## begin DATA FOR PROCESSING

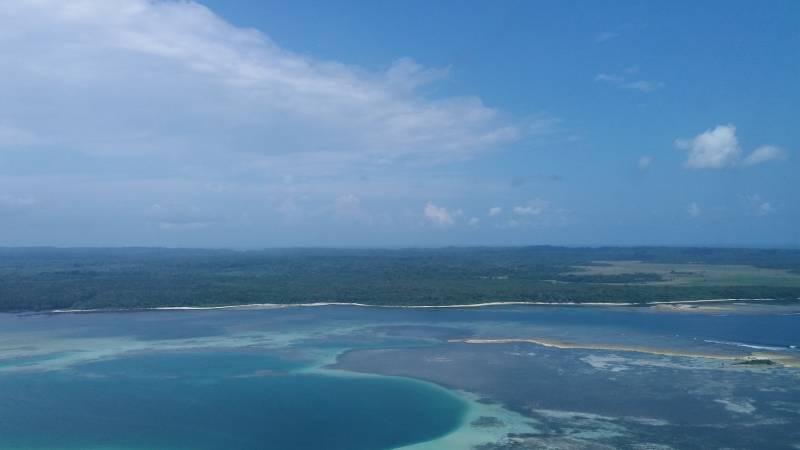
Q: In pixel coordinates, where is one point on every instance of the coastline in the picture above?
(253, 306)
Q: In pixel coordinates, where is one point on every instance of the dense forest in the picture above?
(51, 278)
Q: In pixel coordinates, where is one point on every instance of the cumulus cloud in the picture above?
(719, 148)
(170, 216)
(348, 207)
(625, 80)
(114, 76)
(712, 149)
(15, 204)
(534, 207)
(764, 154)
(438, 215)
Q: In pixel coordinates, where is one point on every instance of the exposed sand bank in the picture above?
(676, 305)
(785, 360)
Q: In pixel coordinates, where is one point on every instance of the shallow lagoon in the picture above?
(343, 377)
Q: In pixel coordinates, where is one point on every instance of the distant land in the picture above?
(40, 279)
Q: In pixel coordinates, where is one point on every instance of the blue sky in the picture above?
(260, 123)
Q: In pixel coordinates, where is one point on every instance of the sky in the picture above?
(258, 123)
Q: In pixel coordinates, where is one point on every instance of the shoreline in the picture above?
(256, 306)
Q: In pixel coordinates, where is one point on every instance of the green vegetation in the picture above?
(47, 278)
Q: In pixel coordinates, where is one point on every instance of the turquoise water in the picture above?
(349, 378)
(217, 400)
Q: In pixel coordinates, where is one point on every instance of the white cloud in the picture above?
(764, 154)
(14, 203)
(439, 216)
(534, 207)
(348, 207)
(713, 149)
(719, 148)
(624, 81)
(693, 209)
(178, 217)
(147, 71)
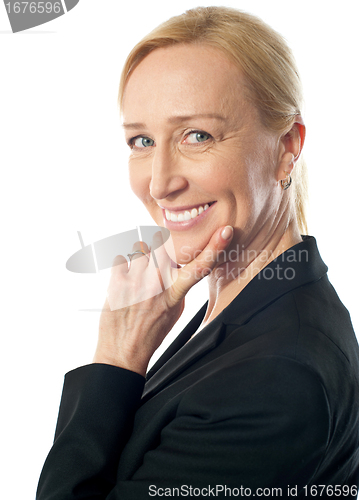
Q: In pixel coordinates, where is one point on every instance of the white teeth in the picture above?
(186, 215)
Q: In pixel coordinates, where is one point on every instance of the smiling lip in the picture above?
(185, 217)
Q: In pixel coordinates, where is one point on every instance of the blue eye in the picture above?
(143, 142)
(197, 137)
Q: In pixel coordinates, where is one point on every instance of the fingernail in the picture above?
(227, 232)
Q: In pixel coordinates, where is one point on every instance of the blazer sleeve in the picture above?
(260, 423)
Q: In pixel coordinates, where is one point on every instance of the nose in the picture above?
(167, 176)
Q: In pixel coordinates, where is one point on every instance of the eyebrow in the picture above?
(177, 119)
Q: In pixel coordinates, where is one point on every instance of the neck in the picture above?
(241, 264)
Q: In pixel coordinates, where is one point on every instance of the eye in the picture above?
(141, 142)
(196, 137)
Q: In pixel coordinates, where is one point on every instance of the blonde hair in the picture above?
(261, 53)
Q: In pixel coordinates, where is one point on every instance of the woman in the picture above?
(259, 394)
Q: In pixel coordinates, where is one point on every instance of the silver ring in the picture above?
(129, 255)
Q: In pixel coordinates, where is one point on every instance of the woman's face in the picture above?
(200, 156)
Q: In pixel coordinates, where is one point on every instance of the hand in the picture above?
(144, 301)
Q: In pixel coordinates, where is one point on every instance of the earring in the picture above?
(285, 183)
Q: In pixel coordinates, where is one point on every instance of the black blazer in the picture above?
(265, 396)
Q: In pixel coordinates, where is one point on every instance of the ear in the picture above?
(290, 148)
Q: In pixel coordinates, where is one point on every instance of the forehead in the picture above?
(186, 79)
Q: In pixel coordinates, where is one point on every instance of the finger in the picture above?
(203, 264)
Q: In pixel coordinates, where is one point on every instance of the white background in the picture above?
(63, 170)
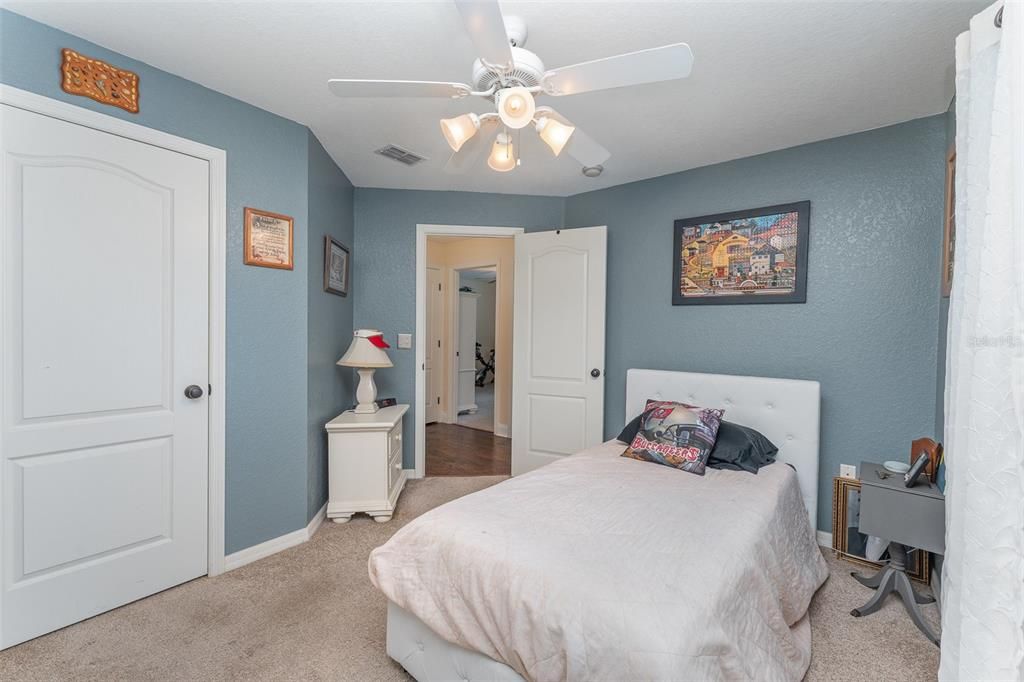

## end DATA FOR PROCESSING

> [STATED TASK]:
Pull out the lines from the one containing "finger in the picture above?" through the end of the lines, both ends included, reproducing each as is. Leave the pictures out.

> [WRITTEN RESPONSE]:
Q: In pixel coordinates, where is one point on every instance of the finger in the picture above?
(203, 264)
Q: In pixel coordinates, where is one point on every instance of the white background in the picture above?
(63, 170)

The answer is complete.